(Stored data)

**********

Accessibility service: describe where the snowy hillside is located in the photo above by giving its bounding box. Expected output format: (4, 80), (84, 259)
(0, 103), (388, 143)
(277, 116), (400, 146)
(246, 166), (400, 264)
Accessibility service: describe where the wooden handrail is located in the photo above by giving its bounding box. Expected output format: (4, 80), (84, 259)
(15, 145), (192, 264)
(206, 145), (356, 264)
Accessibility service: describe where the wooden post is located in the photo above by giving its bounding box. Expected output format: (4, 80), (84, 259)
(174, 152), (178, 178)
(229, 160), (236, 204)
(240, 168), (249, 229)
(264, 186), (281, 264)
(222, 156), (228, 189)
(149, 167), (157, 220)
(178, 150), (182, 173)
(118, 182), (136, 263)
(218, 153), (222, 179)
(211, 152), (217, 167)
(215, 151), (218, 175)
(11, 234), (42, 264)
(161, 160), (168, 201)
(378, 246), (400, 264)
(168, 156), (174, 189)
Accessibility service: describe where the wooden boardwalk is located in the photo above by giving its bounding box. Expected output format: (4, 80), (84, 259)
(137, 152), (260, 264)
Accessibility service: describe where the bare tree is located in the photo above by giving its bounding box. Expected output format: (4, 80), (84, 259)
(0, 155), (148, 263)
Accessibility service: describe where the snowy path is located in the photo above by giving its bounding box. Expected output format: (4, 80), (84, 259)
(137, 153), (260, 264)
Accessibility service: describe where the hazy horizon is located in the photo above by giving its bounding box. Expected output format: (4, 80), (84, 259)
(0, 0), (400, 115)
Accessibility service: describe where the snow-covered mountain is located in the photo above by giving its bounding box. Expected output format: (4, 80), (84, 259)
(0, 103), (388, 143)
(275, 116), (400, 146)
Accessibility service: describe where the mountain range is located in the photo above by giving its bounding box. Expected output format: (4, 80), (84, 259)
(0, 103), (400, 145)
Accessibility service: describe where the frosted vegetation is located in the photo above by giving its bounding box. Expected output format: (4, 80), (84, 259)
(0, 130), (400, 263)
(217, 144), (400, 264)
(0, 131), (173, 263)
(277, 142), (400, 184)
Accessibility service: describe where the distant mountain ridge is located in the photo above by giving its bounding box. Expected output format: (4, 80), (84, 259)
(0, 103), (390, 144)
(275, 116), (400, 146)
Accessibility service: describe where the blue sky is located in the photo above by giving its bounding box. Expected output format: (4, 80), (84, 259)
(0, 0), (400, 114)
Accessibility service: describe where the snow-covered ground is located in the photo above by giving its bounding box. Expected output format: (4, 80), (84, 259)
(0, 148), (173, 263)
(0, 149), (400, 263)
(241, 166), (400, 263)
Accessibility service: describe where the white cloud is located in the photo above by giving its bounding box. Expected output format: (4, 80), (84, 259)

**********

▶ [The exercise] Rewrite all of the data above, swapping every "Accessibility service" for "Alt-text helper" and leaving everything else unchanged.

▶ [Answer in full]
Alt-text helper: describe where the snowy hillside is located in the photo above by giving its bounding box. Expected output format: (4, 80), (84, 259)
(0, 103), (388, 143)
(277, 116), (400, 146)
(246, 166), (400, 264)
Alt-text helper: describe where the wooden handrail is located in the photo above by giving its bounding box. Expected output format: (4, 80), (84, 259)
(15, 145), (192, 264)
(206, 145), (356, 264)
Alt-text helper: describe where the wooden post is located in the photo above by giving its bounding box. Expected output format: (4, 80), (84, 259)
(174, 152), (178, 178)
(229, 160), (236, 204)
(240, 168), (249, 229)
(264, 186), (281, 264)
(222, 156), (228, 189)
(149, 167), (157, 220)
(178, 150), (182, 173)
(118, 182), (136, 263)
(218, 153), (222, 179)
(211, 152), (217, 167)
(215, 151), (218, 175)
(11, 234), (42, 264)
(161, 160), (168, 201)
(378, 246), (400, 264)
(168, 156), (174, 189)
Alt-text helper: describe where the wooden boardwalk is located in the photo above by giving its bounding box. Expected output format: (4, 80), (84, 259)
(137, 152), (260, 264)
Alt-text helper: describe where the bare tree is located in the photo above by giving its bounding box. Expected output format: (4, 80), (84, 259)
(0, 155), (148, 263)
Alt-text helper: describe where the snowy path is located in the photo above by giving its bounding box. Expected output format: (4, 80), (84, 259)
(137, 153), (260, 264)
Alt-text helper: describe where the hazy horizon is located in the photo above by giving its bounding box. Expected output format: (4, 80), (84, 259)
(0, 0), (400, 115)
Alt-text helper: describe where the snow-covered mountain is located in the photo above by giving its bounding box. Expected output format: (4, 80), (84, 259)
(0, 103), (388, 143)
(275, 116), (400, 146)
Alt-text helper: describe where the mountain range is located in the photo above by giving its bounding box. Expected output format: (4, 80), (84, 259)
(0, 103), (400, 145)
Alt-text helper: describe where the frosted vegetation is located in the photo above by giving its bounding box. Expected output format: (4, 80), (84, 259)
(0, 130), (400, 263)
(217, 144), (400, 264)
(0, 131), (173, 263)
(277, 142), (400, 184)
Alt-text helper: describe where the distant mountain ridge is located in the photo above by giving its bounding box. Expected output format: (4, 80), (84, 259)
(0, 103), (390, 144)
(275, 116), (400, 146)
Alt-text helper: describe where the blue sky is located in the photo above by giving its bounding box. Expected output format: (4, 80), (84, 259)
(0, 0), (400, 114)
Alt-text helper: describe where the snow-covered ground is located in the photo above by giving its bounding box. Expected output format: (4, 80), (84, 259)
(0, 148), (173, 263)
(0, 149), (400, 263)
(241, 166), (400, 263)
Alt-text helper: describe where the white cloud is located in the photo above by giving its bounding box. Expected output format: (4, 80), (84, 259)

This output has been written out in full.